_SOURCE EXTRACT_:
────────
The court, based in Strasbourg, France, was ruling on a case in which successive German courts had denied the man the right to see his twin daughters, who were born after the man had a relationship with a married German woman.
It found that the decisions by the courts had breached the man's rights. Germany must now pay the man €5,000 for damages and a further €4,000 in legal costs. The ruling also establishes a precedent that unmarried fathers in Germany have a right to see their children even after a relationship breaks down.
While the father had not established a relationship with the girls, he had nevertheless shown a “serious interest” in them, the court decided.
The man, who had been living in the Baden-Württemberg city of Achern, took his case all the way through the German legal system to the Constitutional Court – the highest in the country – and was denied access to the children at each stage.
The daughters, now aged five, live with their mother and her husband, who is the legal father of the children. The couple, who have three other children together, have denied access to the biological father.
German courts had ruled that the biological father had accepted no responsibility for the twins and therefore had developed no “social-familial relationship” with them.
However, the Strasbourg court decided that the man had “shown a serious interest in the children” and expressed the wish to build a familial relationship with them. This had ultimately been blocked by the mother and legal father, the court found.
The Nigerian father's application for asylum was denied in 2006. In 2008 he moved to Spain.
Germany, Austria and Switzerland are generally considered to be conservative when it comes to granting unmarried fathers custody or access to their children after separation. However, the government is presently reviewing the laws on the issue.
The Constitutional Court ruled in August that a law denying unwed fathers custody rights to their children without the mother's permission is unconstitutional, which opened the way for automatic joint custody.
────────
Stored records:

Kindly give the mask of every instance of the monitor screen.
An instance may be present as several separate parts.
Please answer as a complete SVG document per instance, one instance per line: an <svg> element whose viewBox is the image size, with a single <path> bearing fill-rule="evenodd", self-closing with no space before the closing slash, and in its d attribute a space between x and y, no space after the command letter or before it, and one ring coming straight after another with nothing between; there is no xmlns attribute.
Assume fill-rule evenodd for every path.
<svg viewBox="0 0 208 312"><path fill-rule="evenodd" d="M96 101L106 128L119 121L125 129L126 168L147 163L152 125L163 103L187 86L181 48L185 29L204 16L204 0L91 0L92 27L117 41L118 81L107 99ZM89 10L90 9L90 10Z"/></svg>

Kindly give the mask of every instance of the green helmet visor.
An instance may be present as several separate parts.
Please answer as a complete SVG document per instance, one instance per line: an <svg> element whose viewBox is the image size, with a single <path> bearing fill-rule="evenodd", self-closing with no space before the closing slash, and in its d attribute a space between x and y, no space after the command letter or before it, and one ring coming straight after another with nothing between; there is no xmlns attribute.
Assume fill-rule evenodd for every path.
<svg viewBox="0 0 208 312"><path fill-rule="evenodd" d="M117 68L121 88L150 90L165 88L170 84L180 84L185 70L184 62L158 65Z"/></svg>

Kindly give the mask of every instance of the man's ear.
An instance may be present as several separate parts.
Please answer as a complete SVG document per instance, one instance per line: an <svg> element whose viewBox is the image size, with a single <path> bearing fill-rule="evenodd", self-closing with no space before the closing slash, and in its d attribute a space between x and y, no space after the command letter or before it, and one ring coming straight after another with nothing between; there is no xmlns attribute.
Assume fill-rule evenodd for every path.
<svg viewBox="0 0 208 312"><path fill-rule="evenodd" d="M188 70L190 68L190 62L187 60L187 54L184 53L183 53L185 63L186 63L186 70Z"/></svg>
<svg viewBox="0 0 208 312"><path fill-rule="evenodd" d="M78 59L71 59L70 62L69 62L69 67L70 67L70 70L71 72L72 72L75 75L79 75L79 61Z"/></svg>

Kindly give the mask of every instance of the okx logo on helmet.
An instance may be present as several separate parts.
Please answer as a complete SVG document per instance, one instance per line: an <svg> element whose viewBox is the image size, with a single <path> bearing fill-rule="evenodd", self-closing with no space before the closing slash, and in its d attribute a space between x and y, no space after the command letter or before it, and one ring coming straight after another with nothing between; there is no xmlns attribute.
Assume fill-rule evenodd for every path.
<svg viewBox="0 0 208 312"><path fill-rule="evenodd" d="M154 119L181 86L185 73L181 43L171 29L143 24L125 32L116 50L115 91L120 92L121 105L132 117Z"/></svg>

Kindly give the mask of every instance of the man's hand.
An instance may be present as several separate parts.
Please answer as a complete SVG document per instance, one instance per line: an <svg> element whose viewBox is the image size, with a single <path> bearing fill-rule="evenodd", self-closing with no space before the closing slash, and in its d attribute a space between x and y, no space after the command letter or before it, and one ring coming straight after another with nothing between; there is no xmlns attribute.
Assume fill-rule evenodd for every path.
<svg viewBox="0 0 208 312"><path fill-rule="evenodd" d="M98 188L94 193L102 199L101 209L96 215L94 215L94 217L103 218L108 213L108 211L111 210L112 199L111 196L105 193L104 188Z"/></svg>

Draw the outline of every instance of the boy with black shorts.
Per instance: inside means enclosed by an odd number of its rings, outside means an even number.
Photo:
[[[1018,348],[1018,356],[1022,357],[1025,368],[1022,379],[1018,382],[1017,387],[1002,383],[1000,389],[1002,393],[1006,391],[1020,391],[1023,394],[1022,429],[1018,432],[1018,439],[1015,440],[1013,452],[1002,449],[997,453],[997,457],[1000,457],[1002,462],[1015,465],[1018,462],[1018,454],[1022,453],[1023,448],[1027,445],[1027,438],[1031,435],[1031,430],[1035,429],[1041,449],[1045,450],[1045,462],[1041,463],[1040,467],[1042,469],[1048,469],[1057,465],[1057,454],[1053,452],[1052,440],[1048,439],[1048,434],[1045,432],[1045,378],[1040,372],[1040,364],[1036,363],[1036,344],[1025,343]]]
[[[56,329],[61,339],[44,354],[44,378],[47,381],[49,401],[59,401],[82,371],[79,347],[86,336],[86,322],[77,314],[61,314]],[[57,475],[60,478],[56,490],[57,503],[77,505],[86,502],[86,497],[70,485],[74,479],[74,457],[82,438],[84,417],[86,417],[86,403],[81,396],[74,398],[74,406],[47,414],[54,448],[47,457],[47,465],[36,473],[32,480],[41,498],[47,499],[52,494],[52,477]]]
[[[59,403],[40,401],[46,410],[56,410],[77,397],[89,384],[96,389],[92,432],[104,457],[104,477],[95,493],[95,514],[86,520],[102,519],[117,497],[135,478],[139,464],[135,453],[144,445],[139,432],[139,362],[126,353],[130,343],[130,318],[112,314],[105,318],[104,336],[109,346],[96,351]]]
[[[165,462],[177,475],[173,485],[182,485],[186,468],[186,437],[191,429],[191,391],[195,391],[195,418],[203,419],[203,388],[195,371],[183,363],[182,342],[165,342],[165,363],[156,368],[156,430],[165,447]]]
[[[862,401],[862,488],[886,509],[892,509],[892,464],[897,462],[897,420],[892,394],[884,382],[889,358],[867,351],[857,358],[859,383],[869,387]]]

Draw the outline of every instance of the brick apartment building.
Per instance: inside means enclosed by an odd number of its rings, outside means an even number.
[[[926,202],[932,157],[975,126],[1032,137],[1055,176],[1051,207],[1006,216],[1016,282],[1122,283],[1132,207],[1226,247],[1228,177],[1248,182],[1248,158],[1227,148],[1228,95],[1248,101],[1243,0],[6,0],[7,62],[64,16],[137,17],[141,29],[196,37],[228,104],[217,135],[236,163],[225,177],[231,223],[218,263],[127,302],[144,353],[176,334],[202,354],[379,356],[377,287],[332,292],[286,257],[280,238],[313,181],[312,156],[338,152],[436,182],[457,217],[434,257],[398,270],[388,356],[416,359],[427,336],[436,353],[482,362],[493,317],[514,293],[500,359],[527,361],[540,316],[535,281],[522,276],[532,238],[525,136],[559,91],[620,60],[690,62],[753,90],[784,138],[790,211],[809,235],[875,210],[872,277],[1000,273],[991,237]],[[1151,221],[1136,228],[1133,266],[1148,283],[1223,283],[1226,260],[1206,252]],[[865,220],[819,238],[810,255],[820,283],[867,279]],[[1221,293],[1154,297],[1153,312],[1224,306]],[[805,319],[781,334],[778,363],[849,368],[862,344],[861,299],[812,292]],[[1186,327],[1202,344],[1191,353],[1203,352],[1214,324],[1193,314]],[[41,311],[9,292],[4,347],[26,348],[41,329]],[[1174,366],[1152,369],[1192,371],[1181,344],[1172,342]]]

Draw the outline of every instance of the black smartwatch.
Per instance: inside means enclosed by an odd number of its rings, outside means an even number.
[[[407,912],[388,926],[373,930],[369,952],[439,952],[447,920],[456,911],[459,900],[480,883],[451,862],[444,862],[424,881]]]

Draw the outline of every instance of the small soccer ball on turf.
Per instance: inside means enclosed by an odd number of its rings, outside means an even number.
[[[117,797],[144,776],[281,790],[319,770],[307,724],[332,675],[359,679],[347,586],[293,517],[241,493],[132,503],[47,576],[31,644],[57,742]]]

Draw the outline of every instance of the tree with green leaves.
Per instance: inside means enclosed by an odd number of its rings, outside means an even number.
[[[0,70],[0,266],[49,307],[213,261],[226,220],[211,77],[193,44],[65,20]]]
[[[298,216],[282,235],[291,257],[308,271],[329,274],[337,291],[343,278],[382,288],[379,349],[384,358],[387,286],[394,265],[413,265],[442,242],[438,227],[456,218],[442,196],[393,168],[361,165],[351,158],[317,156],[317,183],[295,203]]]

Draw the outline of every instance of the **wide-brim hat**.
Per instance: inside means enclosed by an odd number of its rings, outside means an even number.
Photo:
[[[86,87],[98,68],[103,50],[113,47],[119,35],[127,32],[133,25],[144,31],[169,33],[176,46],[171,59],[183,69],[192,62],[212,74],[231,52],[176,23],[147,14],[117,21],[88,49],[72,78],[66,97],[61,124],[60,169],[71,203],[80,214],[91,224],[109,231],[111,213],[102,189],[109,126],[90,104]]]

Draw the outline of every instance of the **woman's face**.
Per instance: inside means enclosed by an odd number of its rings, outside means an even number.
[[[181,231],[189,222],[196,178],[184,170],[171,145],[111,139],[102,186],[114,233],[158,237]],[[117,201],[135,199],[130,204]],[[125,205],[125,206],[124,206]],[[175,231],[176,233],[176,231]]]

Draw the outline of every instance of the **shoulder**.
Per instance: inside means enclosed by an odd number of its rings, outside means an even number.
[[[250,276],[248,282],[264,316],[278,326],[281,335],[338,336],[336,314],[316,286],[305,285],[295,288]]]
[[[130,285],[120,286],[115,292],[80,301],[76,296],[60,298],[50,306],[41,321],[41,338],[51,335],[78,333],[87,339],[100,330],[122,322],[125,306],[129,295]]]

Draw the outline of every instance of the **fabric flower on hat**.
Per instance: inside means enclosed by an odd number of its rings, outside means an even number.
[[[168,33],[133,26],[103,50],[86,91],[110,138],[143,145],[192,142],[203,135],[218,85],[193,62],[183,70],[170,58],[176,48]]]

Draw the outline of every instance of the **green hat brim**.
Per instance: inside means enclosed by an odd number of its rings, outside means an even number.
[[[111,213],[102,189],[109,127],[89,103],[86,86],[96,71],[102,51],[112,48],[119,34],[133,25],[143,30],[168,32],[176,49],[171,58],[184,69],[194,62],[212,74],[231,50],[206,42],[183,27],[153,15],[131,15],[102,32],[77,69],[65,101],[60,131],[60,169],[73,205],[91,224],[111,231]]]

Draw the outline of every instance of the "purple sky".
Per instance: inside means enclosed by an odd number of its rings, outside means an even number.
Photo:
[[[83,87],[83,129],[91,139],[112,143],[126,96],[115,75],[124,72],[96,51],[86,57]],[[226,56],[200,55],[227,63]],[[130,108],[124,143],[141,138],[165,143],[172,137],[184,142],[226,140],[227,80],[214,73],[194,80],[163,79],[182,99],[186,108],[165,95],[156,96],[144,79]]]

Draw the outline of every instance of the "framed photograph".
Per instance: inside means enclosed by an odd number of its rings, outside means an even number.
────────
_TASK 1_:
Echo the article on the Strasbourg ruling word for word, starting at "German courts had ruled" and ending at "the court found.".
_TASK 2_:
Decide whether each statement agrees with the article on the Strasbourg ruling, answering yes or no and quoting the words that settle it: (a) Germany must pay the man €5,000 for damages. (b) The twin daughters live with their biological father. (c) The man took his case as far as the Constitutional Court.
_TASK 3_:
Using the article on the Strasbourg ruling, explain why the German courts found that the biological father had no "social-familial relationship" with the twins.
The stored items have no role in this work.

_RESPONSE 1_:
German courts had ruled that the biological father had accepted no responsibility for the twins and therefore had developed no “social-familial relationship” with them.
However, the Strasbourg court decided that the man had “shown a serious interest in the children” and expressed the wish to build a familial relationship with them. This had ultimately been blocked by the mother and legal father, the court found.

_RESPONSE 2_:
(a) Yes: "Germany must now pay the man €5,000 for damages"
(b) No: "The daughters, now aged five, live with their mother and her husband"
(c) Yes: "took his case all the way through the German legal system to the Constitutional Court"

_RESPONSE 3_:
The German courts held that the biological father had accepted no responsibility for the twins. From that, they concluded that he had developed no "social-familial relationship" with them.